YOUR ASSIGNMENT
Each line of the data below from the one holding "negative clicks: (78, 846) (577, 843)" to the one holding "841L72 847L0 856V898L590", inclusive, is to be reproduced exactly; no other line belongs in the answer.
★ ★ ★ ★ ★
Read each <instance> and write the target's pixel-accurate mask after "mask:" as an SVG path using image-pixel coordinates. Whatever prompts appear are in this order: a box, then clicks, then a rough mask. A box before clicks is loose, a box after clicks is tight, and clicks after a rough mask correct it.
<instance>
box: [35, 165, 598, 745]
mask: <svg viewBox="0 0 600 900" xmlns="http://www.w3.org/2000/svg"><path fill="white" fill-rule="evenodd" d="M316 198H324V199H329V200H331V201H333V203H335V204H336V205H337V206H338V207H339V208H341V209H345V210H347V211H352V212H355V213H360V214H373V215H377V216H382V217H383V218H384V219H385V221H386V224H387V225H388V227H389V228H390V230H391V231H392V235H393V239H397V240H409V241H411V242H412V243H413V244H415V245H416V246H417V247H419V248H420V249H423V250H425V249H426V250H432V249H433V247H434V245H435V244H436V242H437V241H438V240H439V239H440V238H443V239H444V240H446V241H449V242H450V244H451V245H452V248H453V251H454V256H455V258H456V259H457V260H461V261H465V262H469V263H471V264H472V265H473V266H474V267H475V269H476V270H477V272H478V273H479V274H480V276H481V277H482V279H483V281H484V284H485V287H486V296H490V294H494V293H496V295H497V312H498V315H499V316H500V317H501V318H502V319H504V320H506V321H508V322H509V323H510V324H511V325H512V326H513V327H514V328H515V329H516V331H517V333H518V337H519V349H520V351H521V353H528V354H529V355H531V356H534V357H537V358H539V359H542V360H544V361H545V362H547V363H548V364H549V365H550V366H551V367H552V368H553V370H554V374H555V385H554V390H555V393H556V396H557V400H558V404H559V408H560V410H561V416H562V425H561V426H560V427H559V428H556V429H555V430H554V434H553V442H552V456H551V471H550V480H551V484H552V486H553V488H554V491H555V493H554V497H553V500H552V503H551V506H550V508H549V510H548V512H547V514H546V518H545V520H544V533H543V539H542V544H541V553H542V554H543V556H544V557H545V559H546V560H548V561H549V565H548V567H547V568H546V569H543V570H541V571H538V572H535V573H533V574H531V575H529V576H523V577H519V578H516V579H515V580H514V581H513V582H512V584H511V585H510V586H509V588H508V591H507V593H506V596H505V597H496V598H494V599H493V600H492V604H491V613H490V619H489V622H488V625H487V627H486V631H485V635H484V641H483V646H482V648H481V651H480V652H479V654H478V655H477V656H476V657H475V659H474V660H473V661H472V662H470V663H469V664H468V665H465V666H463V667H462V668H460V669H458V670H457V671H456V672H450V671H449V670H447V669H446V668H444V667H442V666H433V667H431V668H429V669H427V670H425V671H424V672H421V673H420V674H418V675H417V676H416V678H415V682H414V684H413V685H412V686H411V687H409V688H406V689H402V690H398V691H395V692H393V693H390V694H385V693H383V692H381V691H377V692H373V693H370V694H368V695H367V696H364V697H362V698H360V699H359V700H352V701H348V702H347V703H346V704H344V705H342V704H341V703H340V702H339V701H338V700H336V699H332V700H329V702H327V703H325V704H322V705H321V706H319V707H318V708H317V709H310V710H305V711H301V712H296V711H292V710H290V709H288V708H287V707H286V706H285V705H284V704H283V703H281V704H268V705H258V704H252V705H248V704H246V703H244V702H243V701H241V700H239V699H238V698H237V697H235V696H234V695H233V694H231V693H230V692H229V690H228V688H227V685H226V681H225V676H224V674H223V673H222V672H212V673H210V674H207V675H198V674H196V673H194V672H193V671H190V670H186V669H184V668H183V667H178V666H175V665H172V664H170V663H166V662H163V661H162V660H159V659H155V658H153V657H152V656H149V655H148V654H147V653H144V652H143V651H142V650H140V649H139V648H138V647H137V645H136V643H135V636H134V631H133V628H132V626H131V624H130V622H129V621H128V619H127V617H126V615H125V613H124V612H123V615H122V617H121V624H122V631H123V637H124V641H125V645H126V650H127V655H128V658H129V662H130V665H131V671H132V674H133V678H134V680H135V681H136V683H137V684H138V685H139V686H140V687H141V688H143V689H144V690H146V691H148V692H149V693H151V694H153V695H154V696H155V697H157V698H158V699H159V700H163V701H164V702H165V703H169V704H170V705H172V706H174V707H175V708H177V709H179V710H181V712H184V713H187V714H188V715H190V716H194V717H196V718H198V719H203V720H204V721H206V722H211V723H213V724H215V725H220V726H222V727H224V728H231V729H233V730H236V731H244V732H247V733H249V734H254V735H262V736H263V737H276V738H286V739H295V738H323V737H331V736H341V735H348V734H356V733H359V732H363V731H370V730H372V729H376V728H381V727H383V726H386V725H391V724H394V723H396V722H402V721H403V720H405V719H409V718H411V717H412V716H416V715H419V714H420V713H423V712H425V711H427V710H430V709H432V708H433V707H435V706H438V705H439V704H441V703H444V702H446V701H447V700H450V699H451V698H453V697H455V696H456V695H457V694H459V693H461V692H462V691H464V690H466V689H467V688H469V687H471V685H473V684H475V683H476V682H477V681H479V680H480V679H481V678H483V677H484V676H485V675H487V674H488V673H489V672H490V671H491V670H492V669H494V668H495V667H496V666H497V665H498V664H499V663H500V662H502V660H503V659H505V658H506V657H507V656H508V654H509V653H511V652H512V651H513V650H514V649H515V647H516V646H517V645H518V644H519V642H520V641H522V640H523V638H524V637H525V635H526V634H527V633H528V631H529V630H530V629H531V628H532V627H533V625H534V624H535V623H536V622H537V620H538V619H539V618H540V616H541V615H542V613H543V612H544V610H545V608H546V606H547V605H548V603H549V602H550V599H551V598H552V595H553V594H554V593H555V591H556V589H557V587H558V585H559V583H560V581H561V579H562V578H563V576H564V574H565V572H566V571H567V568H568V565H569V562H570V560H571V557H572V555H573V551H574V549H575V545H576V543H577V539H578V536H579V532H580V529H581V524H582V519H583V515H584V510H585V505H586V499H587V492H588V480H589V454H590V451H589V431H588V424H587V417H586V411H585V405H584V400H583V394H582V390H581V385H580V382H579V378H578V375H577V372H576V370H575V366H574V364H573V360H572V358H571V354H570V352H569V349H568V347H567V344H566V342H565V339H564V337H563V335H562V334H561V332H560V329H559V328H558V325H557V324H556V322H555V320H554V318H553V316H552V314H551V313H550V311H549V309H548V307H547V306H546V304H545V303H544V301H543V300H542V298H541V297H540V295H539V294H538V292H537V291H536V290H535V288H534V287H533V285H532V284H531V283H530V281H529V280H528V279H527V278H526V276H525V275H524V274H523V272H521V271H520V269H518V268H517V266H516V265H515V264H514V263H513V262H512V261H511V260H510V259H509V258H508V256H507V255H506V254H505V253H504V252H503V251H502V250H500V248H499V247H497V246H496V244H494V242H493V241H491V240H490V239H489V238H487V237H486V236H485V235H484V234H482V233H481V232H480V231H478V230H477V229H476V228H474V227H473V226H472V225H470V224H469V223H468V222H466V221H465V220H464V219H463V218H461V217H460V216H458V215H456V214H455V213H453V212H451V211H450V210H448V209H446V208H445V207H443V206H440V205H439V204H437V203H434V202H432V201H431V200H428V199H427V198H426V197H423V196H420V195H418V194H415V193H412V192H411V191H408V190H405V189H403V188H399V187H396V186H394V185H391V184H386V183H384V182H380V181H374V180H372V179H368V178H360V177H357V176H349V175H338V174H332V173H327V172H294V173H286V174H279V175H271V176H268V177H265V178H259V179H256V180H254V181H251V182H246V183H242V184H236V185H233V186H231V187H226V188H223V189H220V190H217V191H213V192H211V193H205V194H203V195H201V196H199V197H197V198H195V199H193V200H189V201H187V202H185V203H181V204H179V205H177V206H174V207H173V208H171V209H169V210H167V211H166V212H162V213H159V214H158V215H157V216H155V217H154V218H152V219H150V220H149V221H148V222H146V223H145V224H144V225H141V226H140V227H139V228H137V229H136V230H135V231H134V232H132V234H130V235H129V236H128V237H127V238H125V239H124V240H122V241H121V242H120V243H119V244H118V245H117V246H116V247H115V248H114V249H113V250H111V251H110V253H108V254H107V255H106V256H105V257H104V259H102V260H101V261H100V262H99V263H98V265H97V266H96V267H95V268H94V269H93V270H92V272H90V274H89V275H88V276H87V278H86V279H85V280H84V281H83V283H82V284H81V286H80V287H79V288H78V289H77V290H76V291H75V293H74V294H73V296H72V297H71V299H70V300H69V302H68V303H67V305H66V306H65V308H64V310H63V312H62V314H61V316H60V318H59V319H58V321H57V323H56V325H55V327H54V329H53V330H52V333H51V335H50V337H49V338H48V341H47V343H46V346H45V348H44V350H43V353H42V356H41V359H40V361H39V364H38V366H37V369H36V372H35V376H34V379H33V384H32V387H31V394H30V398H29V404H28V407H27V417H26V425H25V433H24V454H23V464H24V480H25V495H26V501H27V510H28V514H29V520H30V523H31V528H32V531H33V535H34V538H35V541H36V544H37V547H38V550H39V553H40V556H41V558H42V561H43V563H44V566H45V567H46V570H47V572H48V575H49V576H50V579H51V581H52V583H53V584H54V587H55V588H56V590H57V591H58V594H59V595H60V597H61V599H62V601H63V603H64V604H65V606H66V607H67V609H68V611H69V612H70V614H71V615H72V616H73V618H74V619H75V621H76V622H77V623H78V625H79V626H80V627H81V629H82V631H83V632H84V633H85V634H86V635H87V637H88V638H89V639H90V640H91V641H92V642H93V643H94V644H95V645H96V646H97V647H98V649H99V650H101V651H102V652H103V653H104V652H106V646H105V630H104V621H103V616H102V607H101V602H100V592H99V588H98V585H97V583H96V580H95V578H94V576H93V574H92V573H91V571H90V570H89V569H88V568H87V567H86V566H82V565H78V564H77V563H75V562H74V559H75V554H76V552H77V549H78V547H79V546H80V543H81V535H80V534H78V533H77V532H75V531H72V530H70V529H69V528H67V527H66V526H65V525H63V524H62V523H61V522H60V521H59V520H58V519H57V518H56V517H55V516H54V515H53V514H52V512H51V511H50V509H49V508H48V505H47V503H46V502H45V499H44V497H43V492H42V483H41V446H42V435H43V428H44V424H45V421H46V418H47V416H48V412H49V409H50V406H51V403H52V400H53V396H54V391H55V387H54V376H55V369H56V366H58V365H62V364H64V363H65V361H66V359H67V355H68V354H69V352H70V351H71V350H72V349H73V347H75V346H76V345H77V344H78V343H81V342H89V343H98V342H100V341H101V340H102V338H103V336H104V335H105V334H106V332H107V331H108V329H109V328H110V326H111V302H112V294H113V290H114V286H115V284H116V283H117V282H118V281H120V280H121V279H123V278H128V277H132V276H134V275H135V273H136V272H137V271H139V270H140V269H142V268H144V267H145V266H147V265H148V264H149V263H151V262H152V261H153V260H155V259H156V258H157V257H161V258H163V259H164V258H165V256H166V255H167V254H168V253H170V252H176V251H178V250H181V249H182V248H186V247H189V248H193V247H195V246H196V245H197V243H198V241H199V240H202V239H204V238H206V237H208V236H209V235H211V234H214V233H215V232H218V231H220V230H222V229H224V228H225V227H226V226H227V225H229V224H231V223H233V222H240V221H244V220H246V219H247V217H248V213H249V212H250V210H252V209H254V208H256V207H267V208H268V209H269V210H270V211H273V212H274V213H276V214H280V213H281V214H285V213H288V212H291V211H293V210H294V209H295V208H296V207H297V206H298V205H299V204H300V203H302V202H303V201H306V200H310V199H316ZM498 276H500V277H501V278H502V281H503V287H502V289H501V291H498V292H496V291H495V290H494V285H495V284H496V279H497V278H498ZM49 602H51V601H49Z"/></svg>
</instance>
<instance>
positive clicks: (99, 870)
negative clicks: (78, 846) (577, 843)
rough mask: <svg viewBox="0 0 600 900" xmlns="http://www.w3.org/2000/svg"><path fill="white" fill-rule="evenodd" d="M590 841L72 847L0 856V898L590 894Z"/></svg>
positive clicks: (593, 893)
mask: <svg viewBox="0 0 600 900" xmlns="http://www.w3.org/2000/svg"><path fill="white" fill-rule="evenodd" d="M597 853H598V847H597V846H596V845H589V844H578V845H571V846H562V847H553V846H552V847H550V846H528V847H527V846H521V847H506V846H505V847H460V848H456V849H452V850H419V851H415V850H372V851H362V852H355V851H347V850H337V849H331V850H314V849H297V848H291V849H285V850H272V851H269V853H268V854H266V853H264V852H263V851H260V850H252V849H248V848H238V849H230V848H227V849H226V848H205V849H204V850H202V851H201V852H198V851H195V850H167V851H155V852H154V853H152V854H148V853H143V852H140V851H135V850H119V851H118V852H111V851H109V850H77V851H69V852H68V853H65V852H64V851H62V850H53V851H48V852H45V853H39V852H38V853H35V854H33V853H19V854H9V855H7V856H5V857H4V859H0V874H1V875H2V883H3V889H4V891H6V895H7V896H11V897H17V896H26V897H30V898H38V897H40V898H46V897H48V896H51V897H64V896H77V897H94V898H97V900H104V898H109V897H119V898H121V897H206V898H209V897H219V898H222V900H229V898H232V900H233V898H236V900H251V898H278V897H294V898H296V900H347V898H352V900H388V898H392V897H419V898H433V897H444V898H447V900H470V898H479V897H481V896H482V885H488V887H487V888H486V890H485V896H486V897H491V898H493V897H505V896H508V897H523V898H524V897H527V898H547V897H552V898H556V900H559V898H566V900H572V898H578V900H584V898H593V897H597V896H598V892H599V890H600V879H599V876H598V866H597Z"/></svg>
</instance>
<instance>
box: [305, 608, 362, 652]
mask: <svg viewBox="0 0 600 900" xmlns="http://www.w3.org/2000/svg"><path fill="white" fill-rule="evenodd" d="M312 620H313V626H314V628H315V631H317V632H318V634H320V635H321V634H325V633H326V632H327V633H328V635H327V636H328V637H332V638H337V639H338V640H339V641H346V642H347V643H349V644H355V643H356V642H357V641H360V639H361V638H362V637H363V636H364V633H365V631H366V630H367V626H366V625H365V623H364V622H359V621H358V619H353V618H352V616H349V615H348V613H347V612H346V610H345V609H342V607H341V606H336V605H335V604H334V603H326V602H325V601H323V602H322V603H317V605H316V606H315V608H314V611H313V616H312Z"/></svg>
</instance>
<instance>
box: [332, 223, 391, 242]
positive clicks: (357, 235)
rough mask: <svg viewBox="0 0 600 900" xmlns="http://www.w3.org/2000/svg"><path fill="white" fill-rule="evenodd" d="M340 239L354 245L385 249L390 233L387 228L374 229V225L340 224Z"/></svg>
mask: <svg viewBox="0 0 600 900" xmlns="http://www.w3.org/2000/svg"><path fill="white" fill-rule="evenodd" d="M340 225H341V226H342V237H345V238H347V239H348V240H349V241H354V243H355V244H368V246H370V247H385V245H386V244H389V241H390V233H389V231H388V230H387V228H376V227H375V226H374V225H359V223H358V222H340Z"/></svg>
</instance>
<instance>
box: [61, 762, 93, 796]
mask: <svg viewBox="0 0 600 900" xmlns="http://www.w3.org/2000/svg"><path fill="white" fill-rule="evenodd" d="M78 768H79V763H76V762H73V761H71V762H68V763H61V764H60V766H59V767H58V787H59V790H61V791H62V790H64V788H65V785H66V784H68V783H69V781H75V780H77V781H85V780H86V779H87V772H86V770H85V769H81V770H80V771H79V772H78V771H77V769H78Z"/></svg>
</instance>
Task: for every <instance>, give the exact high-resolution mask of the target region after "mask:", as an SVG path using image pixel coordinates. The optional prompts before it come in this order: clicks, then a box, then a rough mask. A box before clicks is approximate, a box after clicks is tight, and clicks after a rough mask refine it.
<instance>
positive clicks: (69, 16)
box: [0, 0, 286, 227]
★ ★ ★ ★ ★
REPLY
negative clicks: (78, 846) (577, 843)
rough mask: <svg viewBox="0 0 600 900" xmlns="http://www.w3.org/2000/svg"><path fill="white" fill-rule="evenodd" d="M590 841L72 847L0 856V898L590 894Z"/></svg>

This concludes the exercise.